## Exercise
Output all of the data below exactly as given.
*** Block opens ***
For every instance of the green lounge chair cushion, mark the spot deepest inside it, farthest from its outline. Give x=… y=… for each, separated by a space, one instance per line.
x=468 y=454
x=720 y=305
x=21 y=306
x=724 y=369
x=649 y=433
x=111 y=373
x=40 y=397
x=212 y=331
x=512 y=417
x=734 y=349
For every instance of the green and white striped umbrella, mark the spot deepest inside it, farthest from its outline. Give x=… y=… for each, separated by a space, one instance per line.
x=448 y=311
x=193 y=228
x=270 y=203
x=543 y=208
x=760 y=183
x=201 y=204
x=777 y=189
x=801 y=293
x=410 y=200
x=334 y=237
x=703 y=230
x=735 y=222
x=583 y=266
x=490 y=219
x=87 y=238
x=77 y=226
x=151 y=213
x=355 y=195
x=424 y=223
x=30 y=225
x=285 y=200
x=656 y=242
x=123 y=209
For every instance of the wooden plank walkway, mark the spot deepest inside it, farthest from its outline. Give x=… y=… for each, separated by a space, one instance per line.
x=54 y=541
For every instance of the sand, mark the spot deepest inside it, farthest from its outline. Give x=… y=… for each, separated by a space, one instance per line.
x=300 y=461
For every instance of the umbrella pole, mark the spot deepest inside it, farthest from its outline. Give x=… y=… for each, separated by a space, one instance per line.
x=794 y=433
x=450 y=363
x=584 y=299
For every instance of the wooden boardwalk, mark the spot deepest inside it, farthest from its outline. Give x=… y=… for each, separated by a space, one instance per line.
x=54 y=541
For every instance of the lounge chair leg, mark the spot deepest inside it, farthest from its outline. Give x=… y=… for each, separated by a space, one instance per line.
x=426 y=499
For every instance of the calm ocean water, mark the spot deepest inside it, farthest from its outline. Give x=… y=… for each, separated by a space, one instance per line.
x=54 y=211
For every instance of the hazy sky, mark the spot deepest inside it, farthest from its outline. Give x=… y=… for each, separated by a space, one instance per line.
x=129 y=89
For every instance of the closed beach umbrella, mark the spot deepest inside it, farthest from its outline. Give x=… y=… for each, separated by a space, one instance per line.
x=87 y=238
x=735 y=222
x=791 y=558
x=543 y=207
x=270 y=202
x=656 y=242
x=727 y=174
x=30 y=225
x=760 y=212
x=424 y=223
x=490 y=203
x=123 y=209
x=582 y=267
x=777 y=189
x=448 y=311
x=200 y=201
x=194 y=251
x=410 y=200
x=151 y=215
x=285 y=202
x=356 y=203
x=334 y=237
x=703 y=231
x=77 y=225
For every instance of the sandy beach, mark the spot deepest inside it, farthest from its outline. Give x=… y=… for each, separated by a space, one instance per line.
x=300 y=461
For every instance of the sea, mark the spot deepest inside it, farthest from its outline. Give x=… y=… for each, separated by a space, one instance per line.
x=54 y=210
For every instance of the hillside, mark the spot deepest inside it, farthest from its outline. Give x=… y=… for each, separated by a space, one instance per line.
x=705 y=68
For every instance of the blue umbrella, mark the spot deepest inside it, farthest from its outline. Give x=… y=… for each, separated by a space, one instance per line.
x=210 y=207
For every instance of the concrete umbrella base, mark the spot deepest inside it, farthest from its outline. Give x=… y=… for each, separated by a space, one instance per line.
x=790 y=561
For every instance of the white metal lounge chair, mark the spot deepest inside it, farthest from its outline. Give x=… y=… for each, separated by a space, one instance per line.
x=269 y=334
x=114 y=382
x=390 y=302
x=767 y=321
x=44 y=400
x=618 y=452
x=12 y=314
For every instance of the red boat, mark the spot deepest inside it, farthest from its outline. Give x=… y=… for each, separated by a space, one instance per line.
*** Block closes ***
## Solution below
For every instance of the green lounge chair cushion, mark the spot deepest inside it, farthest from its outline. Give x=… y=… for each, separated by a space, one instance per line.
x=468 y=454
x=720 y=305
x=21 y=306
x=724 y=369
x=649 y=433
x=111 y=373
x=40 y=397
x=212 y=331
x=512 y=417
x=734 y=349
For every instance of the green and white striped umbrella, mark the spot deepest inside it, farthest from its outline. Give x=… y=… for each, separated by a space, one instance per line.
x=448 y=311
x=193 y=228
x=270 y=203
x=543 y=208
x=760 y=183
x=201 y=204
x=777 y=189
x=801 y=293
x=410 y=200
x=334 y=237
x=703 y=230
x=735 y=222
x=583 y=266
x=490 y=219
x=87 y=238
x=77 y=226
x=151 y=213
x=355 y=195
x=424 y=223
x=30 y=225
x=285 y=200
x=656 y=242
x=123 y=209
For every instance of the wooden plank walkway, mark the spot deepest inside it, farthest from its outline. Give x=… y=… for each, separated by a space, one instance per line.
x=54 y=541
For every instance of the sand, mark the spot deepest inside it, farthest from its outline. Give x=… y=… for each, separated by a space, one instance per line.
x=300 y=461
For every instance of the umbrella pole, mark the spot deepest inside it, farthest from its outline. Give x=… y=… for each, separated by a space, one instance per line.
x=794 y=433
x=450 y=363
x=584 y=299
For every instance of the wooden boardwalk, mark the spot deepest inside it, farthest from its outline. Give x=… y=… for each, separated by a space, one instance per line.
x=54 y=541
For every instance of the lounge chair leg, mark the spot deepest inside it, farthest from its outline. Give x=… y=… for each, separated by a space, one instance per line.
x=426 y=499
For every instance of the calm ocean water, mark the spot deepest inside it, farthest from its outline. Give x=… y=… for each, separated by a space, one instance per line.
x=54 y=211
For every instance of the hazy sky, mark the spot deepest inside it, farthest from its outline. Give x=… y=… for each, separated by a space, one instance per line.
x=129 y=89
For every instance of the closed beach umbrella, mark the spot deepest inside it, farthest from its outline. Give x=… y=… for each, separated by a space, one instance per line.
x=87 y=238
x=735 y=222
x=791 y=558
x=543 y=207
x=270 y=202
x=656 y=242
x=727 y=174
x=30 y=225
x=760 y=212
x=424 y=223
x=490 y=203
x=123 y=209
x=582 y=267
x=777 y=189
x=448 y=311
x=200 y=201
x=194 y=251
x=410 y=200
x=151 y=215
x=285 y=202
x=356 y=203
x=334 y=237
x=703 y=231
x=77 y=225
For every instance of the sandy beach, mark the spot deepest inside it, farthest from its outline. Give x=… y=… for each, separated by a space, one instance per line.
x=300 y=461
For every instance of the sea, mark the spot deepest inside it, farthest from its outline. Give x=… y=… for each, separated by a space, one instance per line.
x=54 y=210
For every instance of the hillside, mark the spot deepest inside it, farthest from its outline. Give x=… y=… for each, separated by a space, one instance per line.
x=705 y=68
For every instance of the blue umbrella, mark the spot deepest inside it, farthest from its outline. Give x=… y=… for each, separated by a space, one instance per line.
x=210 y=207
For every instance of the concrete umbrella base, mark the spot deepest inside it, farthest from its outline. Give x=… y=… for each, separated by a space, one instance per line.
x=790 y=561
For every instance of the white metal lounge chair, mark the spot deepest inside it, farthest from its outline. Give x=… y=… for each, separated by a space, one instance per line.
x=269 y=334
x=114 y=382
x=390 y=302
x=767 y=321
x=44 y=400
x=618 y=452
x=12 y=314
For every instance of the red boat, mark the spot deepest inside it, farthest from its outline. Give x=… y=… for each, separated by a space, one instance per line.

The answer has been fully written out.